» **READING TEXT**:

● ● ●

But the reality is, like, if you're anywhere short from that, if you're like at maybe 80% within transition to that system, you don't get a linear value from it. So the promised land of, like, if you could have certainty

that you have a 100%, the value would be tremendous.

But if you have, say, only 80% of your pipeline in that system, the value might be only 20% because you don't have that guarantee that, you know, if you do impact analysis, for instance, like, hey, if I change this pipeline, who else is gonna be affected,

you know, about some of the things that may be affected, but not the full picture, and that's

only a portion of value there. Yeah. And that's 1 of the big barriers to adopting various pieces of the tool chain as well is that if you already have something in place

and then you say, okay. Well, I wanna use this other tool because it solves this other problem, but they don't fit together the right way. So now I've got half of my stuff in 1 place, half of my stuff in the other place, and now I have to build this other scaffolding to go on top of it to be able to manage them across each other, or you just have to have them be completely siloed, and then you're kind of back in that same issue that we are all trying to escape from of the data silos. And so that's again where some of this kind of evolving standardization

really starts to come into play of if we just have ways that everything can communicate together,

then we don't have to have as much of a switching cost of bringing on new tooling, you know, even if it's the best thing in the world, if it doesn't talk in the right way to the things that I already have, then it's effectively useless.

● ● ●

» **INFORMATION**:
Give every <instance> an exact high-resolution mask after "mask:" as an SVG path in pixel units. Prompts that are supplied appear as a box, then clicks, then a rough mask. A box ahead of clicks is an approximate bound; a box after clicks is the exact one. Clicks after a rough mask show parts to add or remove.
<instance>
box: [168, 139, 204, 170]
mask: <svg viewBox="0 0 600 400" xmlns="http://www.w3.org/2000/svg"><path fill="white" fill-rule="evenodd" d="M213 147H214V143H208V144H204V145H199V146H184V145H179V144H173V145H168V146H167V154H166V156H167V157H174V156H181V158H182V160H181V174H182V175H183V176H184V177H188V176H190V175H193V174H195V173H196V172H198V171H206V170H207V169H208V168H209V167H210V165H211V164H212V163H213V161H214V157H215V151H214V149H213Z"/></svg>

● ● ●

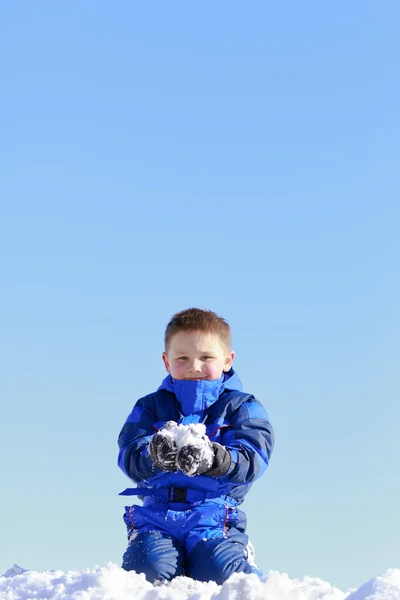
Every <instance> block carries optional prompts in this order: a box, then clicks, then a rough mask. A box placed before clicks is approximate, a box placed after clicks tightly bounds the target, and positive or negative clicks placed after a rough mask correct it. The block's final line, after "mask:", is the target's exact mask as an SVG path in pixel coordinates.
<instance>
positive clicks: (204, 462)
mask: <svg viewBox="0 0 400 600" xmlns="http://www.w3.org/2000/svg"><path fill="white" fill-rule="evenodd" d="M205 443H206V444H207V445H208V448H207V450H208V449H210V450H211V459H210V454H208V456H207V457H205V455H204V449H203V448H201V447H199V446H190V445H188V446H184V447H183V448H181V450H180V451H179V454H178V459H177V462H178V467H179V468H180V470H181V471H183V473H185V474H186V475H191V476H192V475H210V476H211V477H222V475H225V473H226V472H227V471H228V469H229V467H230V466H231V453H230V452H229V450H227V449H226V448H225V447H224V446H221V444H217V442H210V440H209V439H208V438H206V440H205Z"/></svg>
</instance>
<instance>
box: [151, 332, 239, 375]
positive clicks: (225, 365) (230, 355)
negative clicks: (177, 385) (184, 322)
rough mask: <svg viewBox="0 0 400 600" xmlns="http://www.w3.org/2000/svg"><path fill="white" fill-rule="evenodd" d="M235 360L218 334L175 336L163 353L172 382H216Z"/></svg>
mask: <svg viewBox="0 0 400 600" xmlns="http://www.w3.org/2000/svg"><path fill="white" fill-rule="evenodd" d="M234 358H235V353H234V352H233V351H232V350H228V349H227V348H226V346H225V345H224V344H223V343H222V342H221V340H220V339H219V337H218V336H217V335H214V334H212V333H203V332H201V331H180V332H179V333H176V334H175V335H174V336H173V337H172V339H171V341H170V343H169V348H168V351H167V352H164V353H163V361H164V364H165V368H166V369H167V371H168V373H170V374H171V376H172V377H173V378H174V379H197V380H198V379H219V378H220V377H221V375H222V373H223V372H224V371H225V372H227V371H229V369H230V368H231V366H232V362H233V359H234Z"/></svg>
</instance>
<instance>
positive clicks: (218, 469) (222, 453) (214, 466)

● ● ●

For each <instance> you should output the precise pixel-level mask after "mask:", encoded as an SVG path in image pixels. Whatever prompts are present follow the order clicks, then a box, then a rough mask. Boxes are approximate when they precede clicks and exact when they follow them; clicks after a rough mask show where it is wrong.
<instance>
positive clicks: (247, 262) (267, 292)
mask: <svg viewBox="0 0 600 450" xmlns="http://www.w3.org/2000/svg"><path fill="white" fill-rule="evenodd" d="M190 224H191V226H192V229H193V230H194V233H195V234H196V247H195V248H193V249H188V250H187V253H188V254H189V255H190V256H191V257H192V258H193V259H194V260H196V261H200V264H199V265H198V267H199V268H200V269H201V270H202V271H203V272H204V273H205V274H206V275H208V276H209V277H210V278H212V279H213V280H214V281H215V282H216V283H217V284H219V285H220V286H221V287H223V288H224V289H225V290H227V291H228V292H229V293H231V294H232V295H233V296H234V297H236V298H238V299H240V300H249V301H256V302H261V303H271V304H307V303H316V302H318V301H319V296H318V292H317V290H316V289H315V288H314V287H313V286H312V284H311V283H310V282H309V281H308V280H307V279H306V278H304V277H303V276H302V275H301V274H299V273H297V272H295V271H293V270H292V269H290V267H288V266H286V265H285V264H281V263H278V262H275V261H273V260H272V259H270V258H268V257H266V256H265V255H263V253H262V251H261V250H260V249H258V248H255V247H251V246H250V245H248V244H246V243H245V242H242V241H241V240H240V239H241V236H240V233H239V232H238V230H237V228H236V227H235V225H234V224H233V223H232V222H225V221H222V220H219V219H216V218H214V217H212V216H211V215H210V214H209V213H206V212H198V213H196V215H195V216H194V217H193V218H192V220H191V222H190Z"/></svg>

● ● ●

» **WHAT TO DO**:
• 1. Find every line in the records that contains the string "show", matching case exactly, and copy each of those lines.
• 2. Continue the discussion of data pipeline tooling after its last sentence.

» **TASK RESULTS**:
• 1.
Give every <instance> an exact high-resolution mask after "mask:" as an SVG path in pixel units. Prompts that are supplied appear as a box, then clicks, then a rough mask. A box ahead of clicks is an approximate bound; a box after clicks is the exact one. Clicks after a rough mask show parts to add or remove.
For each <instance> you should output the precise pixel-level mask after "mask:", encoded as an SVG path in image pixels. Whatever prompts are present follow the order clicks, then a box, then a rough mask. Boxes are approximate when they precede clicks and exact when they follow them; clicks after a rough mask show where it is wrong.

• 2.
Is there even a hope to fully deprecate any system system in the data ecosystem ever? Right? I know that if you selected

Airflow, Luigi,

or whatever the ancestors, Informatica,

you might be running that for a long time still, maybe for the life cycle of your whole data team too. So I don't know. Maybe there's such a promised land and such a great new framework that it will be worth for everyone to rewrite everything. Kind of like the react, you know, of the data engineering world. Right? That it's like everyone's migrating to this thing, but still there will be a Vue JS, and there will be, you know, websites that just never migrate to. We're still running COBOL, so I don't think we have a lot of hope in that regard. The long tail of, you know, old technologies

is just a reality too. Right?

Another thing that often gets shoehorned into software delivery, data ops, is the question of security and how that can

be a difficult thing to bite off unless you bake it in from the very first day. And so I'm curious what each of you have seen in terms of experience, both running your own businesses and previous careers of how to

factor security

more seamlessly into the life cycle of data rather than having to have it be a bolt on or a, you know, secondary concern after you've already built out the rest of your system. And then now you have to, you know, rework your flows or, you know, sacrifice some measure of security because it wasn't thought about early enough in the process?

Yeah. I think to me, the biggest concern that I have here when we talk about security

that I've been observing is what always worries me is that you have

these 1 off data dumps living individual people's laptops or they're on some EC 2 instances and whatnot, and they're just put there in order to do your data science work or some other work that you're doing.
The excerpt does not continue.